───── GIVEN ENTRIES ─────

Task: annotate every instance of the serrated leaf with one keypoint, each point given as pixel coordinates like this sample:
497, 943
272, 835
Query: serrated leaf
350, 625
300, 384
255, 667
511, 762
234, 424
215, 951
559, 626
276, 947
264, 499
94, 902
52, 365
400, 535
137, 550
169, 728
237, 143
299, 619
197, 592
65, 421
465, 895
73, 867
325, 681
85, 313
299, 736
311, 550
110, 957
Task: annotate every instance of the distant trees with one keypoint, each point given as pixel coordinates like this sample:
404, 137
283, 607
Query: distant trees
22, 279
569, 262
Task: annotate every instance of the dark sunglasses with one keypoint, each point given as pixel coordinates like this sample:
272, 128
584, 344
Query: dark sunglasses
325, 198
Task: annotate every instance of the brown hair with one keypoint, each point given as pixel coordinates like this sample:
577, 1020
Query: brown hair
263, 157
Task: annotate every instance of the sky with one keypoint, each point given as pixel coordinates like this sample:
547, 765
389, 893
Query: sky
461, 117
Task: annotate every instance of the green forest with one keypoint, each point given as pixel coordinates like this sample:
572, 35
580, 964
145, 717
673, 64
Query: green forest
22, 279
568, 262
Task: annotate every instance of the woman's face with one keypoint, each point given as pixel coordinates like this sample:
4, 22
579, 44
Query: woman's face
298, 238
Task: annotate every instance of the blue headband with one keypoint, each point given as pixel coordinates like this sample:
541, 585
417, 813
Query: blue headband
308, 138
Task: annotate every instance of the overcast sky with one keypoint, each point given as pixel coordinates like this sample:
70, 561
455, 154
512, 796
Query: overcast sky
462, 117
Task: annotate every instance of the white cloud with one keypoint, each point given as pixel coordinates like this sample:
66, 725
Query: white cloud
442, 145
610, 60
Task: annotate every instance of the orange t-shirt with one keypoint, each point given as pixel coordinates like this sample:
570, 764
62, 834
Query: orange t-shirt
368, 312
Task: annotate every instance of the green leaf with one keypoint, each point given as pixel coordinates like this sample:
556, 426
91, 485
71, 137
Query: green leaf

─────

THE PROBLEM: Rescale every line from the one containing "Task: annotate every instance of the orange" through the end of the records, requests included, multiplying each answer coordinate by 0.9 and rounding to whole numbers with halves going up. Keep the requests and their sample coordinates unchanged.

OUTPUT OF THE TASK:
Task: annotate every instance of the orange t-shirt with one keypoint, each point given as pixel coordinates like this sample:
570, 764
62, 834
Query: orange t-shirt
331, 281
Task: annotate every instance of the green leaf with one keypoint, each point given as pixel coordinates like this sample:
556, 426
91, 485
71, 137
Query: green leaf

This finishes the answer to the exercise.